- **Direction**:
Reproduce each line, exactly, from the one containing "Note: for every instance of the cloudy" through the end of the material. Exclude pictures.

- **Extracted data**:
§ §
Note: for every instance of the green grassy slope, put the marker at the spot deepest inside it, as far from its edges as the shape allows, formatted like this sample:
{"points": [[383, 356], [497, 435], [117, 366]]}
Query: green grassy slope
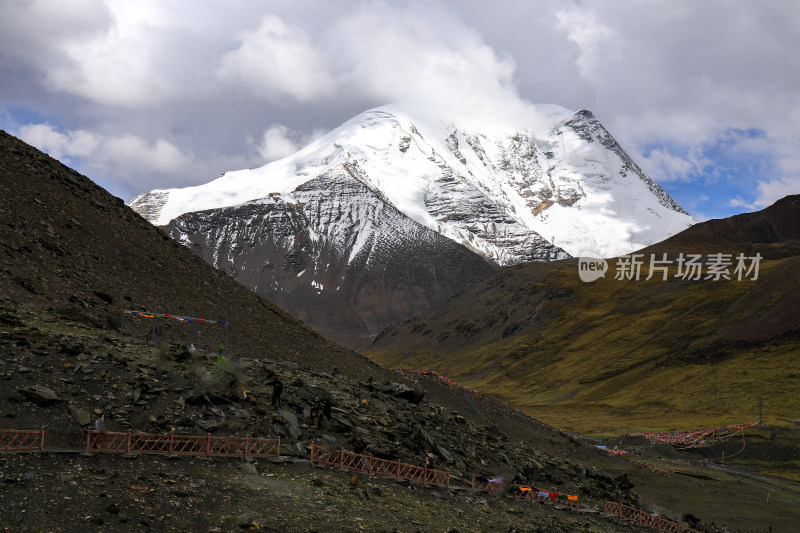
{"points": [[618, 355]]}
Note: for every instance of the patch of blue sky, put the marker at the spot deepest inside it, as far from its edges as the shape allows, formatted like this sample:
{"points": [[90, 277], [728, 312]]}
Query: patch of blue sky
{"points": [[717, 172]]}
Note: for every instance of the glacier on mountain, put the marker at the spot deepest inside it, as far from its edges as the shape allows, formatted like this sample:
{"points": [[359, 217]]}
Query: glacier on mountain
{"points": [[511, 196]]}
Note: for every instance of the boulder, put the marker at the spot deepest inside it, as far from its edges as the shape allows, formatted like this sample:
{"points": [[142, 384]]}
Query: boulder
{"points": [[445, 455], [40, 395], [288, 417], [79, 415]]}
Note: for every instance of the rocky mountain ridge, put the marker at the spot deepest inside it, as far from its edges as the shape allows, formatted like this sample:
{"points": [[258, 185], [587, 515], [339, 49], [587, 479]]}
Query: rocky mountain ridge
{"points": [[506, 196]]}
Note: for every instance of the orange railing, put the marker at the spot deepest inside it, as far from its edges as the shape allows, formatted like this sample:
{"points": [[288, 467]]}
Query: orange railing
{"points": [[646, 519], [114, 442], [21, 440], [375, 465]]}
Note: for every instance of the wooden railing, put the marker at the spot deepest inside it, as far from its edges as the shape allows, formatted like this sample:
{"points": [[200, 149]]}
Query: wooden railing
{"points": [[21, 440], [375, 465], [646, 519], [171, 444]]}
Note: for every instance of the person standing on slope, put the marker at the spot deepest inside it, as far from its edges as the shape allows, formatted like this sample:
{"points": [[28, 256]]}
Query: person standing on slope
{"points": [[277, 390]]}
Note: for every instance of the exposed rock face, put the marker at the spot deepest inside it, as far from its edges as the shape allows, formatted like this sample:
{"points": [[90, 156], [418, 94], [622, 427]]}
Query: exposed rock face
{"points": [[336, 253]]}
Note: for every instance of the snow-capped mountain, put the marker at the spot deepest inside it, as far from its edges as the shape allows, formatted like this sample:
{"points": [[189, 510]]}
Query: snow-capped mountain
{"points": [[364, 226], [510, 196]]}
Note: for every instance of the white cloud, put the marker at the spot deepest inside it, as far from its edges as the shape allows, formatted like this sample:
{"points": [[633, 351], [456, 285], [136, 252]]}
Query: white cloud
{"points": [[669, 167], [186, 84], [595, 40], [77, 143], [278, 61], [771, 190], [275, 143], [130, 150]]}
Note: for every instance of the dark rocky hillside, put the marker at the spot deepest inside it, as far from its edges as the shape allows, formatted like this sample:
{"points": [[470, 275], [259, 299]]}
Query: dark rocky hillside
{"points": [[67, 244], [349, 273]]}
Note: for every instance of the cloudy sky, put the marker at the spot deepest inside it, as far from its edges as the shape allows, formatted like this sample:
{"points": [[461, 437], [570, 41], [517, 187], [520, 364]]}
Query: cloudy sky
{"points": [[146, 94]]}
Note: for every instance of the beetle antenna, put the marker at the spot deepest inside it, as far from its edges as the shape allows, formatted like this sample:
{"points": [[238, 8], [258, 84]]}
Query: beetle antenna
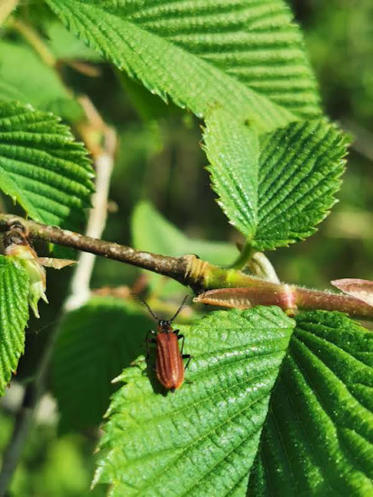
§ §
- **Result below**:
Note: for every instance of the cloudy sky, put the marker at the spot deepest inside it, as far from its edges as the shape allows, formatted like this sample:
{"points": [[461, 437], [570, 41], [517, 187], [520, 364]]}
Query: cloudy sky
{"points": [[146, 94]]}
Note: for every instance of the beetle antenna, put the marker at the spot deepest inside it, as far from its edges as the shape allows, formatted like this sample:
{"points": [[238, 8], [258, 84]]}
Query: beetle antenna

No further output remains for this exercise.